- [Material provided]:
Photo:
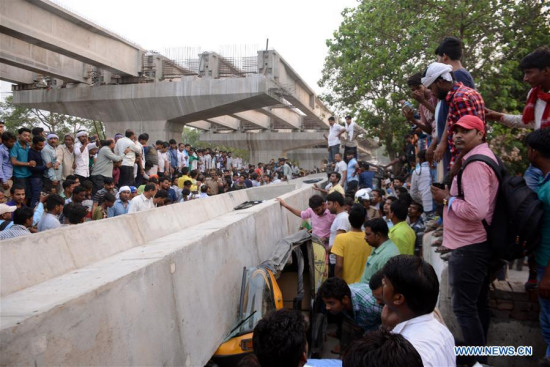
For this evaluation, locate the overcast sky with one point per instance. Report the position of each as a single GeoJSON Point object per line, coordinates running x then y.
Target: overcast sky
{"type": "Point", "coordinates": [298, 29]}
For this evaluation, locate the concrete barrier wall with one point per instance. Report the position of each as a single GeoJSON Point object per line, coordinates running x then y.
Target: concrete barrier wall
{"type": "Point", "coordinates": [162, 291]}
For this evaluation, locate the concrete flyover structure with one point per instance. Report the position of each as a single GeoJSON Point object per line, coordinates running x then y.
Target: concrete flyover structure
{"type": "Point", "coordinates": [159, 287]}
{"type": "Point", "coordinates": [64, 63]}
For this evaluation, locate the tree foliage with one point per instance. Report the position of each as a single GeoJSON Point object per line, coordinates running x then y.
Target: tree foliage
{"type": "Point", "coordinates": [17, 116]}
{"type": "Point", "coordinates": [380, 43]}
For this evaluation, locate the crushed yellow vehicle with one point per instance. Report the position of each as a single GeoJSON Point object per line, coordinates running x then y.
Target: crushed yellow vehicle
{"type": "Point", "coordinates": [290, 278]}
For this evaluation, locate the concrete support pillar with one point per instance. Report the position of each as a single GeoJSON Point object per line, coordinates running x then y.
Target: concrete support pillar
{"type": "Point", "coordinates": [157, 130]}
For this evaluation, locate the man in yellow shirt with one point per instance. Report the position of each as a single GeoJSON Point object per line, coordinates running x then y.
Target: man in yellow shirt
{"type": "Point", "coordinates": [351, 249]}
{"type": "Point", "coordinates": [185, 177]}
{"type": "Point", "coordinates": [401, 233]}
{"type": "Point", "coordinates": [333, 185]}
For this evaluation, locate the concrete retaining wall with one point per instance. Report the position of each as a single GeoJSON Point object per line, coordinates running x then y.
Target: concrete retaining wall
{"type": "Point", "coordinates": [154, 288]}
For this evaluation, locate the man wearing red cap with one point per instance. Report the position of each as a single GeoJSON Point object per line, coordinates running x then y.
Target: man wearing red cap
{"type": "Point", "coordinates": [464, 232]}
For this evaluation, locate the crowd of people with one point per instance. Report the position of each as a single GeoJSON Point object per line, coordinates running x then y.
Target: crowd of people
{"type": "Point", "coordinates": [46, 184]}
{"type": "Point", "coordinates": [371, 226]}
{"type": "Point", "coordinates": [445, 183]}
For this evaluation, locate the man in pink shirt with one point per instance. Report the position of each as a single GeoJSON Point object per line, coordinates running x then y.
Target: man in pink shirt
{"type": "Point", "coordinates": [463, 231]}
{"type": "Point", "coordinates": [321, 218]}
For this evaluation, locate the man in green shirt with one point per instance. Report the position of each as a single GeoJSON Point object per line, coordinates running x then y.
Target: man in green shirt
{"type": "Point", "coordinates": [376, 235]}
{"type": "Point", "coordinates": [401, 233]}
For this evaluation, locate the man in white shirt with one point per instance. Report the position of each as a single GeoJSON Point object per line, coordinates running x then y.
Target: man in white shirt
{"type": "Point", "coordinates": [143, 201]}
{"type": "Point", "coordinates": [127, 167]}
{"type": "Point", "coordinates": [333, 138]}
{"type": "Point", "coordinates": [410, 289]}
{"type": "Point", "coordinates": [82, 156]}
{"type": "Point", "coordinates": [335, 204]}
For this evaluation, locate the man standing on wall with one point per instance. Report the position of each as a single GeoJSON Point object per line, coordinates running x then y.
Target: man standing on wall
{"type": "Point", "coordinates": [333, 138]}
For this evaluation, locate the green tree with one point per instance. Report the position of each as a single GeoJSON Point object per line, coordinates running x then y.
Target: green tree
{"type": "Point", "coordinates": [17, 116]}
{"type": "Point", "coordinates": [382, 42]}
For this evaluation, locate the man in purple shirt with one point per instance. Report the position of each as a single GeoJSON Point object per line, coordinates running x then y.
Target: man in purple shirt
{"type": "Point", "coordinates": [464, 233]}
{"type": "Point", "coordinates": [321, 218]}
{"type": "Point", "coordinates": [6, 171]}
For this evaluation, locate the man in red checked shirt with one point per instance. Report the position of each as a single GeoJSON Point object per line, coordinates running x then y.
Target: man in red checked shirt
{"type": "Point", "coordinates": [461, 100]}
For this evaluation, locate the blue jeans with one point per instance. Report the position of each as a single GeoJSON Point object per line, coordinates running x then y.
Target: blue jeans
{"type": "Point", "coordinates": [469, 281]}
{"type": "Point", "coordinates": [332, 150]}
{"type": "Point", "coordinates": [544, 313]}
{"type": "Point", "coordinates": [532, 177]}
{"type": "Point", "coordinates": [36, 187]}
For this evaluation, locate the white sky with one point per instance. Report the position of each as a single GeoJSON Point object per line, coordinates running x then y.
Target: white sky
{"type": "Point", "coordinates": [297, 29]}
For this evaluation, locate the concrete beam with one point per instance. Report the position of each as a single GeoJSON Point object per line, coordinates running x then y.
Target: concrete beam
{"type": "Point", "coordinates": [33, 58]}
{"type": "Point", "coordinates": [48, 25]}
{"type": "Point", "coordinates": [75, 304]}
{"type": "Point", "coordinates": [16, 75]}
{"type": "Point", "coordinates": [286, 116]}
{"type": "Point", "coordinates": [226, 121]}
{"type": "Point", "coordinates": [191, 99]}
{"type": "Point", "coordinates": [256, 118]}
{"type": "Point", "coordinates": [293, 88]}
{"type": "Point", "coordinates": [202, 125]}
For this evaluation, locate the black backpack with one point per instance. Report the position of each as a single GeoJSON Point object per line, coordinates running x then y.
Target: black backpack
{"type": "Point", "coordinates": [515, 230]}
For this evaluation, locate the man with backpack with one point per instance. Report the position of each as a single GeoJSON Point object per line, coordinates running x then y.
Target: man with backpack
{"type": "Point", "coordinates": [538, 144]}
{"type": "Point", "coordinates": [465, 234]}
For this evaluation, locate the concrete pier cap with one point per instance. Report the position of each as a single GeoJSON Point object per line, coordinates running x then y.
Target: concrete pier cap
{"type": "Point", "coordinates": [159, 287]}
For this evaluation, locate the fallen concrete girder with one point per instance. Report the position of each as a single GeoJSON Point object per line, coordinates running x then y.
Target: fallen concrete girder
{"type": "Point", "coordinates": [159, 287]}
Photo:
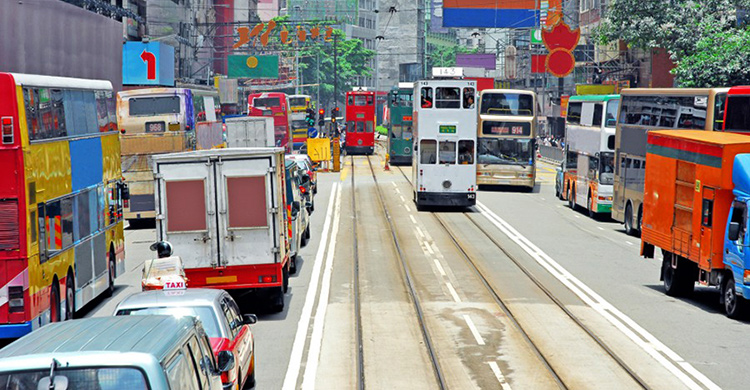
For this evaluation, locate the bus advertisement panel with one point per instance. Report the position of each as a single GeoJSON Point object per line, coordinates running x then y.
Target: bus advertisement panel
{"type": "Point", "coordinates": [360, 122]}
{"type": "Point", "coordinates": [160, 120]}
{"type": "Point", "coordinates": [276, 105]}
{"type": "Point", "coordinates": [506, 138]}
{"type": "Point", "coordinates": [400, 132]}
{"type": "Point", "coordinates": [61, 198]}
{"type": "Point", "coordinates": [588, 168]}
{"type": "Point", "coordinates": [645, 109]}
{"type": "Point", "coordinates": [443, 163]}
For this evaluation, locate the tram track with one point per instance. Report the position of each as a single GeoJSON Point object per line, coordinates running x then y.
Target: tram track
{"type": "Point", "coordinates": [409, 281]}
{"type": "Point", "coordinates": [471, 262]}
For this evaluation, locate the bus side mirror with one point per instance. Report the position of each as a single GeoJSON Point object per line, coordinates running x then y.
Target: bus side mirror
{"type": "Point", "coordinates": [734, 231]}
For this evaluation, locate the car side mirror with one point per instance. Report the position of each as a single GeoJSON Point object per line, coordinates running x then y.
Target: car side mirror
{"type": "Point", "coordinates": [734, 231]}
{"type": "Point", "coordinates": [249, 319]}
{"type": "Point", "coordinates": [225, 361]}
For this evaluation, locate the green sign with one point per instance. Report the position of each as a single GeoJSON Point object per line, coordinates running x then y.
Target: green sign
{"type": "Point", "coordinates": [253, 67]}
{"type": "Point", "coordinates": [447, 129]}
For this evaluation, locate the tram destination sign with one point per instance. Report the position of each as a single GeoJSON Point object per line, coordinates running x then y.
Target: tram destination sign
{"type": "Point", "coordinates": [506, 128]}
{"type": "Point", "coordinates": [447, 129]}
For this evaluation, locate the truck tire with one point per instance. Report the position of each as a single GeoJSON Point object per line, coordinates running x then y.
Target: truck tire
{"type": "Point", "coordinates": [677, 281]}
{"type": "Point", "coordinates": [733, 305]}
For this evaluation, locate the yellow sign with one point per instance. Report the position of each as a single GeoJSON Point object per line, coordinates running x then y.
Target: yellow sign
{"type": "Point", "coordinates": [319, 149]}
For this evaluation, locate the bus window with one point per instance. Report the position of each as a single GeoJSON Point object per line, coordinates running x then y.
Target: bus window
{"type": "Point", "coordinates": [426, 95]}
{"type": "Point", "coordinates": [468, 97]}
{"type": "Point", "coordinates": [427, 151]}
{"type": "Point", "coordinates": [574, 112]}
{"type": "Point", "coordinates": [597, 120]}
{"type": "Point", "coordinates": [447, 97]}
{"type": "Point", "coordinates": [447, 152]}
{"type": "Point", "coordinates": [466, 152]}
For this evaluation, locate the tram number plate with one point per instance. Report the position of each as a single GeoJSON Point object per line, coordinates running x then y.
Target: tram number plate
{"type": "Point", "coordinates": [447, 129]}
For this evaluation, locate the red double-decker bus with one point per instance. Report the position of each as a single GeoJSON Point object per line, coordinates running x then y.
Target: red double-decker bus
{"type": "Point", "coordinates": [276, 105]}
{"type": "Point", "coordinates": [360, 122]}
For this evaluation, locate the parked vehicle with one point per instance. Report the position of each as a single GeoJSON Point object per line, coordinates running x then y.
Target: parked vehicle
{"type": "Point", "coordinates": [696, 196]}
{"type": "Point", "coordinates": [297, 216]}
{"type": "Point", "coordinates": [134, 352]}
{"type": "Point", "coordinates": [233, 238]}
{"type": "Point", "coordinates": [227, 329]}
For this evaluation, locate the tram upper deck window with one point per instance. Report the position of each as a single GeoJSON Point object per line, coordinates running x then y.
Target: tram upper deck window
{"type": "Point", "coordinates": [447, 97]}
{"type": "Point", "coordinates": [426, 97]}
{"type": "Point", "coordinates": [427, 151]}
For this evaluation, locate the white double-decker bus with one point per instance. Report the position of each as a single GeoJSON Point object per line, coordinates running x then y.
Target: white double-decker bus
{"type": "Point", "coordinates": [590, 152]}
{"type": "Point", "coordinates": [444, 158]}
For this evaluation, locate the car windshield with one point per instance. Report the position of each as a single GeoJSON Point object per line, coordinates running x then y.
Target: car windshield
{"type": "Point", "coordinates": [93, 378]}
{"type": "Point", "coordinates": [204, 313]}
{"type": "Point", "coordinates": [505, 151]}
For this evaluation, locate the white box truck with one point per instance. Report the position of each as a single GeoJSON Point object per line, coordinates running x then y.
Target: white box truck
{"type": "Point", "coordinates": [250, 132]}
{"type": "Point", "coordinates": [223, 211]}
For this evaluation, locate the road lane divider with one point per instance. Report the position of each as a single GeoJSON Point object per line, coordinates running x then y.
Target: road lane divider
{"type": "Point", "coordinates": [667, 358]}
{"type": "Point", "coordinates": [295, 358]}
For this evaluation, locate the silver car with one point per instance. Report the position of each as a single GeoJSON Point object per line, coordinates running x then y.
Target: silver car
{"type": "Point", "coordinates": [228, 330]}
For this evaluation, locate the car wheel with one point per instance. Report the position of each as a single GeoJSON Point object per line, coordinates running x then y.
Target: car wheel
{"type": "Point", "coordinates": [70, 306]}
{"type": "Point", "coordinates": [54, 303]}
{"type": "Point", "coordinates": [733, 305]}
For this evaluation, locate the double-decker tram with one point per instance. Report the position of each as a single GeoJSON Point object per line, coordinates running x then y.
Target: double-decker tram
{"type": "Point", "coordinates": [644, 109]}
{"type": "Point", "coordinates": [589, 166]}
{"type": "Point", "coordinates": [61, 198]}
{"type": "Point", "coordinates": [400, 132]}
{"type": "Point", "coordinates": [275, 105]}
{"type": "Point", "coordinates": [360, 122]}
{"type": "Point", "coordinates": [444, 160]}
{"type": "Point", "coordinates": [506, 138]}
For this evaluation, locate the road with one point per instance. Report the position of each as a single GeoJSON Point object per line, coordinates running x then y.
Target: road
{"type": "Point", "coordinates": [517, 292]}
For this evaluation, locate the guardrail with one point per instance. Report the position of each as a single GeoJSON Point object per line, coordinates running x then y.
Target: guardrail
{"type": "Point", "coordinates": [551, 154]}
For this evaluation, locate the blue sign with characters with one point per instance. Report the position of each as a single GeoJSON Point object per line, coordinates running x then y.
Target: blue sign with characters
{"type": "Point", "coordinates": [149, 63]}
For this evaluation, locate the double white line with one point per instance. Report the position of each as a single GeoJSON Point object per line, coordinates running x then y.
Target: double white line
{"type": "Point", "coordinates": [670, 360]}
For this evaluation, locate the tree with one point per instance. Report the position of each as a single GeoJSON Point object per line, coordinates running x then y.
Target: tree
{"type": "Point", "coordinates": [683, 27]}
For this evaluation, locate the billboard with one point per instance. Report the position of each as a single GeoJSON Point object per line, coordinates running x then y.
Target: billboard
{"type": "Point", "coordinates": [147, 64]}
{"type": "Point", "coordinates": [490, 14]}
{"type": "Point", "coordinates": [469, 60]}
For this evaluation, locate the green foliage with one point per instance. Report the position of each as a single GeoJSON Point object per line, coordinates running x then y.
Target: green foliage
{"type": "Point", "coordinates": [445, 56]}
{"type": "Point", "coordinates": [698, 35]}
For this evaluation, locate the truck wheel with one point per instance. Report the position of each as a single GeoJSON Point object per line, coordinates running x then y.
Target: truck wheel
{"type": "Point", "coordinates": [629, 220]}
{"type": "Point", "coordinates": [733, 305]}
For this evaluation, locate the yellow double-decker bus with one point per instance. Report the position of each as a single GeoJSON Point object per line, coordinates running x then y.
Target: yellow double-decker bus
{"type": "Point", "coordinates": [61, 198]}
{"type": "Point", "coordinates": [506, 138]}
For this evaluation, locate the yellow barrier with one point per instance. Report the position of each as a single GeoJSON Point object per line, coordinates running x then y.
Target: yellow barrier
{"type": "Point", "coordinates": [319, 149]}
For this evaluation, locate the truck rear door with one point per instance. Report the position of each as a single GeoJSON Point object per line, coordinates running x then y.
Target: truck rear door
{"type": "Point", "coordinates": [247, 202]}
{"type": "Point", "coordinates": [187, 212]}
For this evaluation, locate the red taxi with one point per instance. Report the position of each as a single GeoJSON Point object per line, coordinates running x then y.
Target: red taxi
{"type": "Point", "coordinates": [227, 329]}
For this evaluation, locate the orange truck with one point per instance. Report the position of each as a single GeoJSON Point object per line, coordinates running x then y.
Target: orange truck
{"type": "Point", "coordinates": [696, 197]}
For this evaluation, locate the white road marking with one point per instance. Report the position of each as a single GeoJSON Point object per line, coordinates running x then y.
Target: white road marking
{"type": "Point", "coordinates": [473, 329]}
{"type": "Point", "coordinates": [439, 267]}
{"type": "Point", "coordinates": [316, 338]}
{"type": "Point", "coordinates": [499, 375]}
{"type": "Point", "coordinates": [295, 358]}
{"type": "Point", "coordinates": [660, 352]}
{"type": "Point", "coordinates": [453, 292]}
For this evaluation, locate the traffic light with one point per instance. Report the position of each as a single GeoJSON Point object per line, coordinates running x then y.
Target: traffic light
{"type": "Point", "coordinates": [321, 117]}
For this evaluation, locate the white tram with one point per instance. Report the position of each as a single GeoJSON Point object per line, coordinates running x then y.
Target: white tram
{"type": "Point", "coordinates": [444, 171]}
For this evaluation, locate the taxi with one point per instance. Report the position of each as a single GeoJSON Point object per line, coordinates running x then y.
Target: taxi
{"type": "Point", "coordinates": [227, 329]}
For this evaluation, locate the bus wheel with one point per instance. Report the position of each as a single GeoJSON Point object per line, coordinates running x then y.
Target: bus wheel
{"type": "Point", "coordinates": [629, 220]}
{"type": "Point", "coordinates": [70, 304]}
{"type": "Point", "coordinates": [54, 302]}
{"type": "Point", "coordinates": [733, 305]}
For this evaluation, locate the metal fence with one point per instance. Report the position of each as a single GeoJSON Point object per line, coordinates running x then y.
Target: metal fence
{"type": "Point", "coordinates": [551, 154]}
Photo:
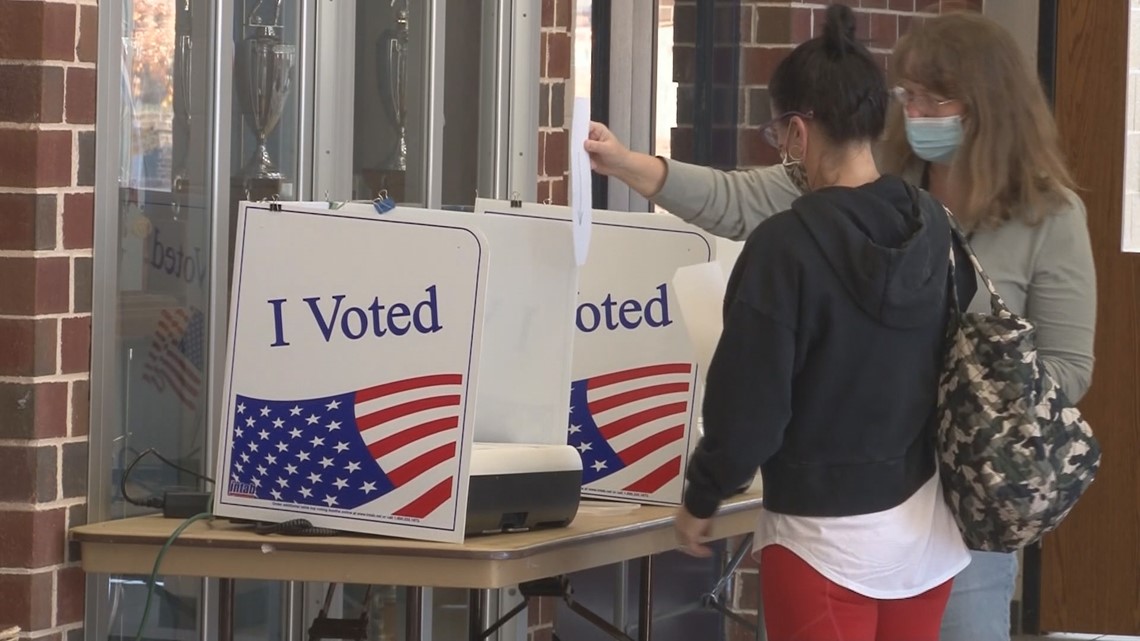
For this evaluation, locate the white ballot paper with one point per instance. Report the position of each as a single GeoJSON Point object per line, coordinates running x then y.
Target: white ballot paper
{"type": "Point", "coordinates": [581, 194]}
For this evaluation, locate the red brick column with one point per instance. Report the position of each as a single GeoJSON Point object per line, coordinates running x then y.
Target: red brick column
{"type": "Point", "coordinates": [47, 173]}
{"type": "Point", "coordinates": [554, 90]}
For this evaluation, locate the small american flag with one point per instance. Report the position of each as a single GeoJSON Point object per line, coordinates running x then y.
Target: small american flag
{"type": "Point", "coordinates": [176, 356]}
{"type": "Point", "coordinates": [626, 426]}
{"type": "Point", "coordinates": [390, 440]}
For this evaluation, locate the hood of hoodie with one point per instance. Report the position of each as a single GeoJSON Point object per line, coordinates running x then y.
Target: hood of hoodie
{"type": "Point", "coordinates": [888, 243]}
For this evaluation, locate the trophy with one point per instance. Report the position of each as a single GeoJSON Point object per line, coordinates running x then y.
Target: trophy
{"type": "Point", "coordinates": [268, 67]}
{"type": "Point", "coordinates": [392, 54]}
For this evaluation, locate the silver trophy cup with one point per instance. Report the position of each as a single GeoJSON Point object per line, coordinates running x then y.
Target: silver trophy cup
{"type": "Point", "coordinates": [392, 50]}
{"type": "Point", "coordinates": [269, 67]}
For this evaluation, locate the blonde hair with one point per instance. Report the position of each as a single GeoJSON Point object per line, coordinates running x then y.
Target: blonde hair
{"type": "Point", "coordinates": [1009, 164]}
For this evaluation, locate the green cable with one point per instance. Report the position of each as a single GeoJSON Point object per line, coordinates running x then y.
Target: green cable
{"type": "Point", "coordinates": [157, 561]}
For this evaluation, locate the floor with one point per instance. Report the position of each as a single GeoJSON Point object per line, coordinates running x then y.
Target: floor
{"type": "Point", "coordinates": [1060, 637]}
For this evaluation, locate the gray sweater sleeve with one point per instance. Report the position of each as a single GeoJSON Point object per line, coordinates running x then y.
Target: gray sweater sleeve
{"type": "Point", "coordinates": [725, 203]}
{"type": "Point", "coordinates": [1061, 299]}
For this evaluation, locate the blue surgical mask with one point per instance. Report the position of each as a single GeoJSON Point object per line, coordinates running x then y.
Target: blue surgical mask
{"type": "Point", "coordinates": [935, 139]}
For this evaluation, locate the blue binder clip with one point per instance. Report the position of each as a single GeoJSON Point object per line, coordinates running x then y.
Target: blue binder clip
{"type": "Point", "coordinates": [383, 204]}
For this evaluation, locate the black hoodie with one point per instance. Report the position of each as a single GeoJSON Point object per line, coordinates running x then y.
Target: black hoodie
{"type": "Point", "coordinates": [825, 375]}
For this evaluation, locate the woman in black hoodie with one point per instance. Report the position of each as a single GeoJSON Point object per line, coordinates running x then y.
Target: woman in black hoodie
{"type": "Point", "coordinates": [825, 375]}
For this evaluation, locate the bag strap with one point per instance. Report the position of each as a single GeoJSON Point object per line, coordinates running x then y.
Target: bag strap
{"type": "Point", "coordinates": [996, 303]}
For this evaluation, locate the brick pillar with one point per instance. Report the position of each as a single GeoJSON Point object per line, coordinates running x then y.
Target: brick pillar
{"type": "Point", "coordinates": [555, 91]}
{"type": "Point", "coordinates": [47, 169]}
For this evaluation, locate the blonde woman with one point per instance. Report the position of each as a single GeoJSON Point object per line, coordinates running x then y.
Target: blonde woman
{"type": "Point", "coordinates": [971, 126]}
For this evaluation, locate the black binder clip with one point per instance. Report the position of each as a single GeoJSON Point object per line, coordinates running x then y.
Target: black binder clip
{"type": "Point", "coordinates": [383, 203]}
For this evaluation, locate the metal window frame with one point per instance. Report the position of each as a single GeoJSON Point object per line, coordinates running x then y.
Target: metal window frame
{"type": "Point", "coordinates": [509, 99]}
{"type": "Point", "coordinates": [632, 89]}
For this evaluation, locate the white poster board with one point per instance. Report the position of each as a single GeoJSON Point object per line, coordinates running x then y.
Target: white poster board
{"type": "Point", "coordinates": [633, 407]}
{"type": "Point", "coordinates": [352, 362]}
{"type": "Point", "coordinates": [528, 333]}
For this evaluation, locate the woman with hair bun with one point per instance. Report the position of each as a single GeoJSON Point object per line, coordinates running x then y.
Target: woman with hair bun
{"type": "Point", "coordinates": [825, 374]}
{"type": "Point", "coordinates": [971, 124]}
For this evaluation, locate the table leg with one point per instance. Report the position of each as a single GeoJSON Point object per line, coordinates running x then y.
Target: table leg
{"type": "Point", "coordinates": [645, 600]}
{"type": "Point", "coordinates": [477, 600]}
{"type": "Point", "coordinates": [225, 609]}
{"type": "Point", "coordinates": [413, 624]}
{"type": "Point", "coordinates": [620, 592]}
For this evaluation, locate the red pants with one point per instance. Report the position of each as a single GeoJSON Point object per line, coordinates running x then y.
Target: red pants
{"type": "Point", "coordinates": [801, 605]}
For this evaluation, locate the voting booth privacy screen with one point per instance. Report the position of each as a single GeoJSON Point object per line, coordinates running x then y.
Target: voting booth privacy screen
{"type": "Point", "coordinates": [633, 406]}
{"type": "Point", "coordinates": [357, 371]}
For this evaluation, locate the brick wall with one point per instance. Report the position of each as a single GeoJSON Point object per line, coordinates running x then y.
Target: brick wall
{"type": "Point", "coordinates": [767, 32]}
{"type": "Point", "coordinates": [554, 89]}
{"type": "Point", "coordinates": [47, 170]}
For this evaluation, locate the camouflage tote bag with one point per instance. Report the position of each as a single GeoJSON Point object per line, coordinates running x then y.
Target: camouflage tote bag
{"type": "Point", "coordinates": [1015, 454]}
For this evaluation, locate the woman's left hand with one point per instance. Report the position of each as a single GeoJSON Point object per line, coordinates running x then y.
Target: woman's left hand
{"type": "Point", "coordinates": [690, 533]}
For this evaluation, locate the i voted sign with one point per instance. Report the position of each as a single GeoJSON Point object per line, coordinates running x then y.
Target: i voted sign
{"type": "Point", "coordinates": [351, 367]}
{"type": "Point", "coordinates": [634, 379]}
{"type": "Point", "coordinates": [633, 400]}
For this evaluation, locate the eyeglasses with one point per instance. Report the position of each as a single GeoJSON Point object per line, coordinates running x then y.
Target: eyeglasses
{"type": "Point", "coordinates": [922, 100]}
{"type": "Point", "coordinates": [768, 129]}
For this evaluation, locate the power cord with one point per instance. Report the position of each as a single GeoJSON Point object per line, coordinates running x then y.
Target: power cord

- [Directions]: Repeat exactly the lines starting at the line with "For this evaluation, locate the eyeglasses" and ending with the final line of the entries. Include nothing else.

- [Final answer]:
For this evaluation, locate the eyeglasses with one point per instance. Report the position of each as a single GeoJSON Point object per line, coordinates running x then y.
Target: eyeglasses
{"type": "Point", "coordinates": [922, 100]}
{"type": "Point", "coordinates": [768, 129]}
For this evaluation, locate the power cord with one point per instance. Report the position of each as a single GeoJSON Point object per line, coordinates running x then y.
Target: power cord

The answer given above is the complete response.